GIVEN PASSAGE:
[start]

Attorney, Agent or Firm: Frommer Lawrence & Haug LLP
Frommer; William S. Presson; Thomas F.
Claims
What is claimed is:
1. A speech synthesis method comprising: a separating step of
separating, from an input text, a singing data portion specified by
a singing tag and a text portion; a singing metrical data forming
step of forming singing metrical data from said singing data, said
singing metrical data expresses parameters of a lyric; a speech
symbol sequence forming step of forming a speech symbol sequence
for said text portion; a metrical data forming step of forming
metrical data from said speech symbol sequence, said metrical data
expresses parameters of a speech signal sequence; a natural
metrical data selecting step of analyzing said text portion and
selecting, if preset words or sentences exist in said text portion,
natural metrical data associated with said preset words or
sentences, extracted in advance from the uttered speech of a human
being, from a storage means; and a speech synthesis step of
synthesizing the speech based on said singing metrical data, said
natural metrical data or said metrical data; wherein said speech
symbol sequence is formed for the section of the text portion other
than said preset words or sentences, wherein the natural metrical
data includes data about a pitch period, a pitch duration, and a
pitch volume registered in a natural metrical dictionary stored in
the storage means.

[end]

TO BE DONE:
A) Answer these questions about the speech synthesis patent excerpt, one per line:
(i) Which firm is listed as attorney, agent or firm?
(ii) What specifies the singing data portion in the input text?
(iii) What three kinds of pitch data does the natural metrical data include?
B) Which steps does claim 1 of the speech synthesis patent excerpt name? List every one.
C) Write the next part of the speech synthesis patent excerpt, picking up after its final sentence.

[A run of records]
[start]

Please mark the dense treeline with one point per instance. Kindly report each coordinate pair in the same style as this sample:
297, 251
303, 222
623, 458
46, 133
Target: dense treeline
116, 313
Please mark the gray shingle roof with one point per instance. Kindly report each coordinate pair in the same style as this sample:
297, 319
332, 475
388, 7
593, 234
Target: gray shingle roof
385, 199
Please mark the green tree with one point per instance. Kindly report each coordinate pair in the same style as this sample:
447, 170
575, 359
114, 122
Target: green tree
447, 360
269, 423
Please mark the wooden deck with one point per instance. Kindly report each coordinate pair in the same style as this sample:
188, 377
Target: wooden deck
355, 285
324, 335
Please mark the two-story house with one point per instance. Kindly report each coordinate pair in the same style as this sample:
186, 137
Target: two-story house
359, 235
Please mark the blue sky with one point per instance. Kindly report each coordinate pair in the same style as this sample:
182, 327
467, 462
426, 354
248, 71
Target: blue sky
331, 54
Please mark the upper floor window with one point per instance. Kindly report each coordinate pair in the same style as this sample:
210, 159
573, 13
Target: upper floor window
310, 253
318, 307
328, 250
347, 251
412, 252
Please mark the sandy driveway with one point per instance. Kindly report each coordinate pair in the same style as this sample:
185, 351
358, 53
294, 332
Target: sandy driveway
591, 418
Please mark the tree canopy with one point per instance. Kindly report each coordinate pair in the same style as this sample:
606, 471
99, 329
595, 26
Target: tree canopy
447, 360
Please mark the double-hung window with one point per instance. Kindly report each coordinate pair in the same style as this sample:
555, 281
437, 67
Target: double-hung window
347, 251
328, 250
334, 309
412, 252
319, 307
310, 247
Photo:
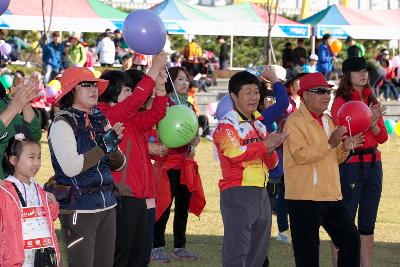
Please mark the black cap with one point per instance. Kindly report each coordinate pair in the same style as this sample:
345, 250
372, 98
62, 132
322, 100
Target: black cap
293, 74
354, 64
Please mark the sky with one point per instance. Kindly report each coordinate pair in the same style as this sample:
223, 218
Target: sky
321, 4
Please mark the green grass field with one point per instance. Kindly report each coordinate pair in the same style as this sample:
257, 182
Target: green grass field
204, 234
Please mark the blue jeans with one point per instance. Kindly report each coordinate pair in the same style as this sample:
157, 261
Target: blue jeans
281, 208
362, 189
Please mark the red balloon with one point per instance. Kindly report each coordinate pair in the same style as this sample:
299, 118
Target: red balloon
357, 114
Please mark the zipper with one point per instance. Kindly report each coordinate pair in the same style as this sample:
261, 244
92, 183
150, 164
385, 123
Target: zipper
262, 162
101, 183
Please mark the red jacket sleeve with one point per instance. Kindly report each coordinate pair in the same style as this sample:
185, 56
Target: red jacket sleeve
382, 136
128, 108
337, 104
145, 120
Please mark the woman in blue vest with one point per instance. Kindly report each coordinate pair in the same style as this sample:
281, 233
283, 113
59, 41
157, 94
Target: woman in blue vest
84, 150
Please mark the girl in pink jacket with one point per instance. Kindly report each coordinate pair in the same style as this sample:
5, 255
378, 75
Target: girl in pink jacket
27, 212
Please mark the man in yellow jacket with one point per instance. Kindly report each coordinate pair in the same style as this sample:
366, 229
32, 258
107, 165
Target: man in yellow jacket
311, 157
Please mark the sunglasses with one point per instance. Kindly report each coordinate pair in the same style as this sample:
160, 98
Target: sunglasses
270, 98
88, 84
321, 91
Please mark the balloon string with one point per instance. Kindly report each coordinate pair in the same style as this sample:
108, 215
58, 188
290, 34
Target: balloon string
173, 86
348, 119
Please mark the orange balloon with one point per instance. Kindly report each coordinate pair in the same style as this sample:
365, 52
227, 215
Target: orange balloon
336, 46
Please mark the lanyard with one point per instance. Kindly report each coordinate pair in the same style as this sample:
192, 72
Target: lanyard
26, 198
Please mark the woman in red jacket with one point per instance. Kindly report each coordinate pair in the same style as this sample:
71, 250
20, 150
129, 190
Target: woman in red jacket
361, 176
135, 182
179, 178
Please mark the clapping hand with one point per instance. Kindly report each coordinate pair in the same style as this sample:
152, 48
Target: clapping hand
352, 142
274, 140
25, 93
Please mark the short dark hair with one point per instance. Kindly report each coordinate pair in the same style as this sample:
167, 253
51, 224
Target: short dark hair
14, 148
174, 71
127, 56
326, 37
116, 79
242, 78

[end]
[start]

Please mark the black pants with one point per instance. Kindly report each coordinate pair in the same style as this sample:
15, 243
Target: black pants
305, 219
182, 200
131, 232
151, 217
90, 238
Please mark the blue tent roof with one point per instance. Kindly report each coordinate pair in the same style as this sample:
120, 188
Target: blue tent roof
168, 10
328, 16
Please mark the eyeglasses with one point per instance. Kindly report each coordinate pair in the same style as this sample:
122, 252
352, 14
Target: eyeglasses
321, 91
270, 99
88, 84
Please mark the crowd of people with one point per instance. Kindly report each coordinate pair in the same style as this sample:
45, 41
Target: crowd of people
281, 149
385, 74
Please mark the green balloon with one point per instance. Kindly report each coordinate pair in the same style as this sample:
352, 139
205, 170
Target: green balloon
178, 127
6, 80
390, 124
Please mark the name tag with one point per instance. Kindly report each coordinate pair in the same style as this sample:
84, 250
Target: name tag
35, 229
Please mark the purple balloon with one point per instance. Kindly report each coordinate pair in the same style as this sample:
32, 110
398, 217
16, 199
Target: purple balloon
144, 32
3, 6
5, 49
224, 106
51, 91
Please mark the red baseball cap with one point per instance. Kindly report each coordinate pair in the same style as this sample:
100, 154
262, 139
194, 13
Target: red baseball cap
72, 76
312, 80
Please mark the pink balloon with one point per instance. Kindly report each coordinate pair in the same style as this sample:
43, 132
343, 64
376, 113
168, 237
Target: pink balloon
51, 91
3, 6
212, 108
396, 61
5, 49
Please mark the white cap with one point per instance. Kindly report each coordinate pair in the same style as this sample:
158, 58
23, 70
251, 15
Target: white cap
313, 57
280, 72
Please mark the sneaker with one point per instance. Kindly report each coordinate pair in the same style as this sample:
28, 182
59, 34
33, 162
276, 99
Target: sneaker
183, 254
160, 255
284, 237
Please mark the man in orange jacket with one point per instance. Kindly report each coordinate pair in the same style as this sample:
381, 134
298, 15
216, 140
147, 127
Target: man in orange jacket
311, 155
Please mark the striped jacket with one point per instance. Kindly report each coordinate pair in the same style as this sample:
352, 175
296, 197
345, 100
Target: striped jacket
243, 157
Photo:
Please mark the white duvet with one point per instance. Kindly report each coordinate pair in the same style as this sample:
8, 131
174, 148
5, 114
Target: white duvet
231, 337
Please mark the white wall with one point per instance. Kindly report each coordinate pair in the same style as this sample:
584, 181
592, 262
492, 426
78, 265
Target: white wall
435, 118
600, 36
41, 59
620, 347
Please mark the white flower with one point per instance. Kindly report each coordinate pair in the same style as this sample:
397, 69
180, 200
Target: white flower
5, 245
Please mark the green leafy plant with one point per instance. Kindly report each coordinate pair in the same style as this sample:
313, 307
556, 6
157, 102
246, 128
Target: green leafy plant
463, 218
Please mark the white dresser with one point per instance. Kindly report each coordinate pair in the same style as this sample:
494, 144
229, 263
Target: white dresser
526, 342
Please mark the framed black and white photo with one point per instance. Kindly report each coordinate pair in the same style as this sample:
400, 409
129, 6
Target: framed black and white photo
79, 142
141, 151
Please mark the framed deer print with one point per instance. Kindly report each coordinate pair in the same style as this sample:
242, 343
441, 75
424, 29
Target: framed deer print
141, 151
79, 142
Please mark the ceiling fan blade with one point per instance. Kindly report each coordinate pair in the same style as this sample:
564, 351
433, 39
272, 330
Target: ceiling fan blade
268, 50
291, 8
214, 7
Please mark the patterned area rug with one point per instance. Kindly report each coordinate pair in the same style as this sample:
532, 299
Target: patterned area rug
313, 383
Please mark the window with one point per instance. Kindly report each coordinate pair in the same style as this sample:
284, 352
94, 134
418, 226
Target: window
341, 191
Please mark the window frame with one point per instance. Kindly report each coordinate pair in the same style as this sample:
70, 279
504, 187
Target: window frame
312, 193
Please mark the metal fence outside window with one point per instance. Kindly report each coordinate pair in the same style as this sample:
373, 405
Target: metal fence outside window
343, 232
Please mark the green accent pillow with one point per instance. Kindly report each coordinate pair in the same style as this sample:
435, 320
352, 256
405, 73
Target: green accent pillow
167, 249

[end]

ANSWERS GIVEN:
A)
(i) Frommer Lawrence & Haug LLP
(ii) A singing tag
(iii) A pitch period, a pitch duration, and a pitch volume

B)
- Separating step
- Singing metrical data forming step
- Speech symbol sequence forming step
- Metrical data forming step
- Natural metrical data selecting step
- Speech synthesis step

C)
2. The speech synthesis method according to claim 1 wherein at
least the pitch and the duration of each sound note, the lyric
accorded to each sound note, rest, tempo and loudness of said
singing data are specified by tags.
3. The speech synthesis method according to claim 1 wherein, in
said singing metrical data forming step, the vibrato is applied by
changing the pitch period and the duration of each phoneme in said
singing metrical data.
4. The speech synthesis method according to claim 3 wherein, in
said singing metrical data forming step, the vibrato is applied to
a phoneme longer than a preset duration.
5. The speech synthesis method according to claim 3 wherein, in
said singing metrical data forming step, the vibrato is applied to
the phonemes of the portion of the singing data specified by a
tag.
6. The speech synthesis method according to claim 1 further
comprising: a parameter adjusting step of adjusting the pitch of
respective phonemes in said singing metrical data.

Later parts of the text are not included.